Rewrite the data below with every "dot" replaced by "point", leaving everything else unchanged.

******

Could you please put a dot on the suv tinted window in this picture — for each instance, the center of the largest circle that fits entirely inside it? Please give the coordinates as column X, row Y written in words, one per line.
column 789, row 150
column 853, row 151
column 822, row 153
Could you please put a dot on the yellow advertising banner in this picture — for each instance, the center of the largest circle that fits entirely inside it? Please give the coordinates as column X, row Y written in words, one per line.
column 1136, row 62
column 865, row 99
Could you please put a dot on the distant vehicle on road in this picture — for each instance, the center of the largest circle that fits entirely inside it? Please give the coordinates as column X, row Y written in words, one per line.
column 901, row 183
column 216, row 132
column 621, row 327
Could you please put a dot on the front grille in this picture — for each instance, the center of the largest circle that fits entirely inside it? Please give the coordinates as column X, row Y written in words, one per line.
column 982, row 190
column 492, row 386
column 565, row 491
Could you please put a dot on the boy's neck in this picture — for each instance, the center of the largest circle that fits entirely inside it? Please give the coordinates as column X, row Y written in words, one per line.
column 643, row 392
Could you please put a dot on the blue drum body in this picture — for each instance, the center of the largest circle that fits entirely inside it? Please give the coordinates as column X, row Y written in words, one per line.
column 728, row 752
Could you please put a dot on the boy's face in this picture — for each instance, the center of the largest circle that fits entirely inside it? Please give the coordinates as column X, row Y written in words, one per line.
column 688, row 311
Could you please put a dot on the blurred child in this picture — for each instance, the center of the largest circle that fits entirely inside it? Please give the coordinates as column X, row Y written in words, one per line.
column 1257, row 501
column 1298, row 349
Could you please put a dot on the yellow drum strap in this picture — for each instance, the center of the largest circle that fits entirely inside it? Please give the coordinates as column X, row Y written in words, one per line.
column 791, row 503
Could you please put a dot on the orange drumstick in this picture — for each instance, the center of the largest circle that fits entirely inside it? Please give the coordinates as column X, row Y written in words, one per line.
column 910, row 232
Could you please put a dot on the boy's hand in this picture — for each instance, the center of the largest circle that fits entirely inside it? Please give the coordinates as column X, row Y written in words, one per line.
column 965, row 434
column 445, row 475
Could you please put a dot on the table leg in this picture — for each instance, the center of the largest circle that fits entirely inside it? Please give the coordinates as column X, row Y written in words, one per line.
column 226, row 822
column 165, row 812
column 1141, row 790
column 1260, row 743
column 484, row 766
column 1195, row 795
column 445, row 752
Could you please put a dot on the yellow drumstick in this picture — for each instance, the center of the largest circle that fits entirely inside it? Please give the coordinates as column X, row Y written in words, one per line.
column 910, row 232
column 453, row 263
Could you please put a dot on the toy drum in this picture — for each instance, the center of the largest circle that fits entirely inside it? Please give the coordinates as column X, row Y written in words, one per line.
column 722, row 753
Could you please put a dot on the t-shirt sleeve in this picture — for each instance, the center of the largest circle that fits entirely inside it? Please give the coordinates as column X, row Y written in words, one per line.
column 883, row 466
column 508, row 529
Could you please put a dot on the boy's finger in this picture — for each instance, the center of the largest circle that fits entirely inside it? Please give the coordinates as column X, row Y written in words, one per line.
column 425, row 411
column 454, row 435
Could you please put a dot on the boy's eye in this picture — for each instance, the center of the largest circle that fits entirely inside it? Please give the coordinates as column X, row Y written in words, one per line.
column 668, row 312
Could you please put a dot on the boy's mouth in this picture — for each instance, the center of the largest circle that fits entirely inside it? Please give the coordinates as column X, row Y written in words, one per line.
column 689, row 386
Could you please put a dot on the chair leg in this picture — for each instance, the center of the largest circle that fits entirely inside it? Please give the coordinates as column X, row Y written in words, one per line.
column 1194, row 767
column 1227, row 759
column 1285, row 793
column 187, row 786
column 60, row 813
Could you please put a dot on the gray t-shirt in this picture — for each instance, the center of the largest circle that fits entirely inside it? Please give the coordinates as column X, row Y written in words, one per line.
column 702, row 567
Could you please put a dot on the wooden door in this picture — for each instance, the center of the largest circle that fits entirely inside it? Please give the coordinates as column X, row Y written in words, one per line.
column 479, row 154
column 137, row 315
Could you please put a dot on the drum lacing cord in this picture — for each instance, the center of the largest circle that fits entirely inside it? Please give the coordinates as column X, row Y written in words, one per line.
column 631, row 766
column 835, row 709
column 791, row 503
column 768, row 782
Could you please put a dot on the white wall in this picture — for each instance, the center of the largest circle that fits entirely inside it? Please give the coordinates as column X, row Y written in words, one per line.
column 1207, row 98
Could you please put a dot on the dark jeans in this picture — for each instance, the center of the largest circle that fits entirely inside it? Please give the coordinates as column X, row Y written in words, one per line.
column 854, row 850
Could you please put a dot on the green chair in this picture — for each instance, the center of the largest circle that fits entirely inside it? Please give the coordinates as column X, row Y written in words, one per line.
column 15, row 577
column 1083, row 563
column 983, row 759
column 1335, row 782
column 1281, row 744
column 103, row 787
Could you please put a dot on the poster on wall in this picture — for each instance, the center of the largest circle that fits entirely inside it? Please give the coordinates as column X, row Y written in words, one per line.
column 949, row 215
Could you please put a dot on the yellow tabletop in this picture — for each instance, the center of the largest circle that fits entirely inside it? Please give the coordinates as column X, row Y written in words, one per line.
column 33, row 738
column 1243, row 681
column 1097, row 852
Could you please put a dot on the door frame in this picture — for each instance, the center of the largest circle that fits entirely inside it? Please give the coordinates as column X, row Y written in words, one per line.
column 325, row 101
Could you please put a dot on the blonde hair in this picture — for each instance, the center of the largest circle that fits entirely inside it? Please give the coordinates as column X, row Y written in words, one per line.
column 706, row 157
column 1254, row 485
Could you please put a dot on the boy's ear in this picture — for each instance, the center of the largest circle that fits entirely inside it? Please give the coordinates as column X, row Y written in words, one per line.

******

The result:
Could you please put a point on the suv tinted window in this picture — for each instance, the center of the largest circle that fits entirely inside it? Please give the coordinates as column X, row Y written in words, one per line.
column 789, row 150
column 853, row 151
column 822, row 153
Could you please put a point on the yellow advertising banner in this picture — for each instance, the center of the largest circle that fits entirely inside it? Please give the coordinates as column X, row Y written in words, one per line.
column 1136, row 62
column 865, row 99
Could you please put a point on the distant vehicle on road in this picture — for each instance, the center of the largest circle that fits entirely inside it? Please give the coordinates as column X, row Y written in words, one per line.
column 901, row 183
column 216, row 132
column 621, row 327
Could you please put a point on the front grille in this picture — for each instance, the center of the largest circle that fits entirely inside it? Please give the coordinates as column X, row Y written in words, one per line.
column 982, row 190
column 492, row 386
column 565, row 491
Could you please put a point on the boy's neck in this picture — for each instance, the center of the largest circle that fits entirely inside it? Please give the coordinates as column X, row Y written in words, one per line.
column 643, row 392
Could you please put a point on the blue drum body in this picture — for each instance, the center of the largest circle that fits entirely inside it? Please give the coordinates as column X, row Y written in words, one per line.
column 728, row 752
Could you please put a point on the boy's face in this picture — for each instance, the center of the largest circle that fits entirely inside it? Please give the coordinates as column X, row Y written in words, one per line.
column 688, row 311
Could you please put a point on the blurred child in this picture — for each instance, the center of the largest circle that fits entirely inside it? Please give the coordinates as column X, row Y written in words, one per line.
column 1257, row 501
column 1298, row 349
Could you please put a point on the yellow drum strap in this picture — for each instance, the center of the largest circle that fits entirely inside it? Please give the coordinates as column X, row Y written in words, one per line.
column 791, row 503
Could you please put a point on the orange drumstick in this picture — for each instance, the center of the largest circle that fits entirely inside it? Please give the coordinates as column X, row Y written in words, one per line.
column 910, row 232
Could you please put a point on the boy's hand in this picture — for each instance, the center of the largest circle that fits entirely inside it? Please give the coordinates as column X, row Y written in words, one per line.
column 965, row 434
column 445, row 475
Could you please put a point on the table leg in this picture — for each instance, the center of the largest circle that fits entirely inside it? Please give the coordinates as column X, row Y written in words, one per line.
column 226, row 822
column 165, row 812
column 1141, row 790
column 1260, row 743
column 484, row 766
column 1195, row 795
column 445, row 752
Could you please put a point on the yellow drumstick in this picture — for each instance, the center of the largest circle that fits entirely inside it? Please give the coordinates as column X, row Y written in words, one per line.
column 910, row 232
column 453, row 263
Could you please put a point on the toy drum in this picture — for each instance, the center of the largest circle that fits entirely inside it? Please give the coordinates as column X, row Y written in words, one per line.
column 722, row 753
Could you please put a point on the t-shirt sleeve in this picture — for each instance, the center of the largest circle that fits entirely inside it? Please give the coordinates as column X, row Y written in words, one per line.
column 883, row 466
column 508, row 529
Could you please put a point on the boy's finger in this picture — for each instance, the center of the largest circle that fits entirely inside it? Please give the coordinates as column X, row Y written in words, one per line.
column 425, row 411
column 454, row 435
Could you please put a point on the boy's eye in this picture — for each instance, the center of the largest circle that fits entirely inside it? Please give the coordinates as column X, row Y written in words, one per line.
column 668, row 312
Could you please put a point on the boy's mouth in this picture — for each instance, the center of the largest circle that fits entirely inside it? Please give the coordinates as column X, row Y written in words, one per line.
column 689, row 386
Could you please put a point on the chair leg in this picture — for each instance, the center of the largest circle that fits entirely inside it? Please give the coordinates as column X, row Y written in words, one per line.
column 1194, row 767
column 1227, row 759
column 1285, row 793
column 187, row 786
column 60, row 813
Could you please put a point on the gray t-shirt in this picture — for each instance, the center of the largest circle that fits entirely inside it? Please give the coordinates as column X, row Y written in words, one per line.
column 702, row 567
Could you please put a point on the wooden door in this picture — for each instance, the center of the largest circle that fits entirely inside it? Please give the coordinates as column X, row Y written in words, one per line.
column 479, row 154
column 137, row 315
Could you please put a point on the drum lacing cord in this picture — for each instance, the center of the largest circle that fits entirely inside it? Please give the coordinates as column X, row Y written in words, one per line.
column 631, row 766
column 835, row 709
column 791, row 503
column 768, row 782
Could you please put a point on the white wall in this picture — for each instance, the center of the largest circle that fits entirely inside it? Please give the coordinates as column X, row Y written in words, one per line.
column 1207, row 98
Could you please put a point on the dark jeans in this picture — for each instance, the center of the largest circle that fits entirely inside it? Please give the coordinates as column X, row Y written in words, one per line.
column 854, row 850
Could you please put a point on the green chair in this picture — for each instance, the center of the largest circle that fits entirely inside it? Please give the coordinates as column X, row Y written in words, one per line.
column 15, row 577
column 1083, row 563
column 983, row 759
column 1335, row 782
column 1281, row 744
column 103, row 787
Could you please put a point on the poster on wall in this picture — for each instance, the center of the largest circle that fits entirely inside it? Please give the coordinates as column X, row Y written in words, one per line.
column 949, row 215
Could you please put a point on the yellow tabletop in this picture — for each instance, the center of the largest circle that fits entirely inside it? Please give the coordinates as column X, row Y written in words, one per line.
column 33, row 738
column 1243, row 681
column 1097, row 852
Could you please put a point on the door frame in this picture — for each instance, the center of the largest circle that fits entirely inside it? Please give the coordinates as column X, row Y written in words, one per line.
column 325, row 101
Could you please put a point on the blonde hair in this picture — for each instance, the center of the largest circle that fits entirely inside it? Please give the coordinates as column X, row Y written in words, one per line.
column 706, row 157
column 1254, row 485
Could you please put a point on the boy's ear in this picture — for each instance, the center of the largest circle that fits entirely inside it? Please give the coordinates as column X, row Y written in words, one per line.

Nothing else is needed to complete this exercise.